┌─ Dataset records

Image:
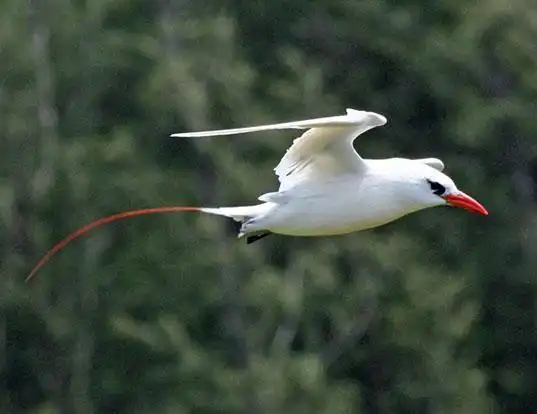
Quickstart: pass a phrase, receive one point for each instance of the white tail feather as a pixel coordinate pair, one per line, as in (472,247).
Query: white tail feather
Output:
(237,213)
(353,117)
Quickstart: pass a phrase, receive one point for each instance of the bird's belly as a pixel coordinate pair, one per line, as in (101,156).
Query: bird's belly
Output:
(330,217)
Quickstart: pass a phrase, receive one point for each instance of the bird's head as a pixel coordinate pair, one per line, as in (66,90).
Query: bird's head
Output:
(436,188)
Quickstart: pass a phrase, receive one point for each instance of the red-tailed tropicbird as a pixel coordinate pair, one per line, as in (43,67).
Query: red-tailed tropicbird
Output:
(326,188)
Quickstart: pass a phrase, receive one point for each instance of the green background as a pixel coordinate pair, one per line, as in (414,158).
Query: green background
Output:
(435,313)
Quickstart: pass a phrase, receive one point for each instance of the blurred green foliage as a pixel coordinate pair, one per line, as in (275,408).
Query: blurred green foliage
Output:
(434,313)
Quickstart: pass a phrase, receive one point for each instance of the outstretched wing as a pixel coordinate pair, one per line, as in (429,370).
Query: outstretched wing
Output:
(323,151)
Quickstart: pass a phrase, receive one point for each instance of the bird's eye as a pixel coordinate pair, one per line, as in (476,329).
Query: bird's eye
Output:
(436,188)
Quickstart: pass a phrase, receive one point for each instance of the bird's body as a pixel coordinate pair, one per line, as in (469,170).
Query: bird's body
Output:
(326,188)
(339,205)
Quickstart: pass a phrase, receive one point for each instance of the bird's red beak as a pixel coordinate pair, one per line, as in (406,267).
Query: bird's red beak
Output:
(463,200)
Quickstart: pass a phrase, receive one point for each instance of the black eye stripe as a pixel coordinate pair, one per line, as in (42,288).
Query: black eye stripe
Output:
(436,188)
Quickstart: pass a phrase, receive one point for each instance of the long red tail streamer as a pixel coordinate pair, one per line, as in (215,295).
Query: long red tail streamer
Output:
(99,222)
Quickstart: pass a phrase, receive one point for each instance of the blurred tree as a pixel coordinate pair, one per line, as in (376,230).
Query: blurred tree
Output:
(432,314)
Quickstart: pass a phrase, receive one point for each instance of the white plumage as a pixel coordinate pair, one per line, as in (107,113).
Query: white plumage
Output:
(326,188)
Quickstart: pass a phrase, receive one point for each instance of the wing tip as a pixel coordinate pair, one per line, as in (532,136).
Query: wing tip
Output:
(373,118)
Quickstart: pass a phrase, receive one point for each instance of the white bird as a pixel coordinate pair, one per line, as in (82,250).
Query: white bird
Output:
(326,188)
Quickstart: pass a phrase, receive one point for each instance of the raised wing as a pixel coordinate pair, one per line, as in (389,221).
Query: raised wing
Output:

└─

Instruction. Please give every line of the records above as a numbered list, leaving out blank lines and the pictures.

Answer to this problem.
1. Image:
2. Quickstart: pass a phrase, receive one point for each instance of the white tail feather as a pixel coordinate pair, one per line, as in (472,247).
3. Query: white tail feather
4. Output:
5. (237,213)
6. (353,117)
7. Quickstart: pass a phrase, receive one point for each instance of the bird's belly as a pixel coordinate pair, one per line, as in (101,156).
8. Query: bird's belly
9. Output:
10. (330,217)
11. Quickstart: pass a phrase, receive one point for each instance of the bird's head as a pixel coordinate pair, one per line, as in (66,90).
12. Query: bird's head
13. Output:
14. (436,188)
15. Quickstart: pass a phrase, receive one point for each instance of the red-tailed tropicbird as a pixel coordinate pair, one per line, as in (43,67).
16. Query: red-tailed tropicbird
17. Output:
18. (326,188)
19. Quickstart: pass a phrase, receive one point for each instance of the green background as a pixel coordinate pair, one per line, as in (414,158).
20. Query: green background
21. Output:
22. (435,313)
23. Quickstart: pass a phrase, receive one point for each instance of the blurred green foliage as a pixel coordinate pair, one per line, as in (275,408).
24. Query: blurred green foliage
25. Output:
26. (434,313)
27. Quickstart: pass a phrase, receive one point for each instance of the outstretched wing as a pixel coordinate pair, one per line, as in (429,370).
28. Query: outstretched wing
29. Output:
30. (323,151)
31. Quickstart: pass a phrase, receive one point for each instance of the bird's eye as a pixel coordinate pair, one per line, as in (476,329).
32. Query: bird's eye
33. Output:
34. (436,188)
35. Quickstart: pass a phrase, receive one point for each instance of the bird's body as a pixel coordinate pair, one per line, as in (469,170).
36. Query: bird's body
37. Output:
38. (326,188)
39. (339,205)
40. Quickstart: pass a phrase, receive one point for each instance of the bird's red beak as a pixel coordinate pair, one per line, as in (406,267).
41. Query: bird's red beak
42. Output:
43. (463,200)
44. Quickstart: pass a phrase, receive one point for each instance of the black eye stripe as a pixel coordinate pair, one per line, as in (42,288).
45. Query: black eye stripe
46. Output:
47. (436,188)
48. Quickstart: pass a phrase, receive one point for each instance of the long red tail streamer as a pixel coordinate pair, one per line, as in (215,295).
49. Query: long red tail streamer
50. Output:
51. (99,222)
52. Quickstart: pass a phrase, receive one point for each instance of the blurred tree as a pixel coordinate pair, one per line, as in (376,230).
53. Query: blurred tree
54. Output:
55. (432,314)
56. Quickstart: pass a phrase, receive one point for each instance of the white plumage as a pixel coordinate pair, one per line, as in (107,113).
57. Query: white plumage
58. Output:
59. (326,188)
60. Quickstart: pass a phrase, receive one point for each instance of the wing tip as a pixel coordinate pair, one per line, as in (532,136).
61. Query: wing tip
62. Output:
63. (373,118)
64. Quickstart: pass a phrase, receive one point for each instance of the white bird as a pixel coordinate pair, one per line, as in (82,250).
65. Query: white bird
66. Output:
67. (326,188)
68. Quickstart: pass a phrase, receive one point for each instance of the raised wing as a pixel coordinate pair, one per line, as in (389,221).
69. Query: raised wing
70. Output:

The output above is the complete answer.